■ Stated goal: Reproduce every line of the listing below without altering a single character.

··· Data section

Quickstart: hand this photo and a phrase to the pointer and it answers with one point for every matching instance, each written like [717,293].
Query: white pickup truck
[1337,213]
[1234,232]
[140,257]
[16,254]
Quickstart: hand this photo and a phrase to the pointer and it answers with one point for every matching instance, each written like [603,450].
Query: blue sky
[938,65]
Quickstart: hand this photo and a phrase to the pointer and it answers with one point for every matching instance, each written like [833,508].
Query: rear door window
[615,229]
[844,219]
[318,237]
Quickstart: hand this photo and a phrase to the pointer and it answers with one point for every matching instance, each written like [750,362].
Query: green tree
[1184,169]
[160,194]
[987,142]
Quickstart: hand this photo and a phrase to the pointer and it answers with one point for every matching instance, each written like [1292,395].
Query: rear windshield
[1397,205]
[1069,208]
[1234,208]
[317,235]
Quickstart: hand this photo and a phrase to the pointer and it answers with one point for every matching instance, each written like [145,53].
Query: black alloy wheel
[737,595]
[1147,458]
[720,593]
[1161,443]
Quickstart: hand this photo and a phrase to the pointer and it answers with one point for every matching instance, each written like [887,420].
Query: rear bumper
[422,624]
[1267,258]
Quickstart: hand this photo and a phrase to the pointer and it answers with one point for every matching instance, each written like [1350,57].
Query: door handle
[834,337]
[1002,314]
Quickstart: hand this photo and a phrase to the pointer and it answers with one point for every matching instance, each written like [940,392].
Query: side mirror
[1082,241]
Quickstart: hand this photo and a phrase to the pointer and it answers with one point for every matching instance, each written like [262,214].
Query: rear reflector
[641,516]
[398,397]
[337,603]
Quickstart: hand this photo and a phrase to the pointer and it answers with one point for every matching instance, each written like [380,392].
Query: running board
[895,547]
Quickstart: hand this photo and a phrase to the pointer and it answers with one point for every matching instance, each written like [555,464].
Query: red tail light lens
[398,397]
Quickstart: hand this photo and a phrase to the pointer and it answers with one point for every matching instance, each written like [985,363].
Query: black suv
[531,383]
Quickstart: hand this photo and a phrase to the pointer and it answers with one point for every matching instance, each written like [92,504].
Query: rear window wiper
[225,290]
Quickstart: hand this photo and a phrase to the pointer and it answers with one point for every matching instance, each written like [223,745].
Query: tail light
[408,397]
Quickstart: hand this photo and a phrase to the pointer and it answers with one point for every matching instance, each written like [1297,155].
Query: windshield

······

■ Response to the exercise:
Quickstart: hand this photo and a phrase to the pointer and it answers with one point for every matching instance, each written like [717,293].
Query: white pickup truck
[1337,213]
[1234,232]
[140,257]
[16,254]
Quickstart: hand this photo and a phrase to the pointer and it answers with one point for every matching instance, each written like [603,450].
Query: blue sky
[938,65]
Quickstart: hand this photo and a phrase to the pointer and it answers with one point for every matching instance, each written like [833,508].
Query: rear door window
[615,229]
[844,219]
[318,237]
Quickstart: hand this photo and a phrase to the pointer and it answers with one point for every matching instance, each written like [750,362].
Query: green tree
[1184,169]
[160,194]
[987,142]
Quickstart: hand this photo and a phrase to the pointer and it answers with one point for every matching instance, each written like [1292,395].
Query: rear windshield
[1397,205]
[1069,208]
[1234,208]
[317,235]
Quickstart: hand this photo and a phrase to the pointer and it answers with one point for every matching instance, each written like [145,53].
Query: black alloy wheel
[737,595]
[1147,458]
[720,593]
[1161,443]
Quickstart: hand this photo and a phrase to the pointer and it answers with one point for every matching instance, each written like [887,420].
Query: rear bumper
[422,624]
[1267,258]
Quickstart: hand this photo and a phrase to the pointer and it answers with one point for every matching instance, each written like [1350,57].
Query: door handle
[834,337]
[1002,314]
Quickstart: hand this photo and a phrase to the pointer and it answers with one point for every matching instance, each written like [940,392].
Query: side mirror
[1082,241]
Quickstart: hand this photo and a phrase to the pointer and it answers with one point for every matching instance, each written like [262,214].
Query: rear reflector
[641,516]
[398,397]
[337,603]
Quickstart: hand this photo and a phrase to the pointer and it answers with one point for every matching instance, each written like [380,392].
Query: running board
[895,547]
Quickstart: hand this photo and a phrase to the pointer and it answers with one point for every matching instance, each written like [555,464].
Query: red tail light lens
[398,397]
Quickstart: hand this photo and a phrase to the pointer and it answers with one point for every matching instance, each written like [985,363].
Query: black suv
[531,383]
Quickstart: hand this photo and a phrase to the pointer and it answers with one point for every matching instance, each written like [92,504].
Query: rear window wiper
[225,290]
Quickstart: hand this photo and a phrase to the pointer and it answers with one point for every matching instance, each written like [223,745].
Query: tail light
[408,397]
Quickstart: hand this photo and a phrase to the pointer and it answers with one point for every matching instance, each written like [1297,155].
Query: windshield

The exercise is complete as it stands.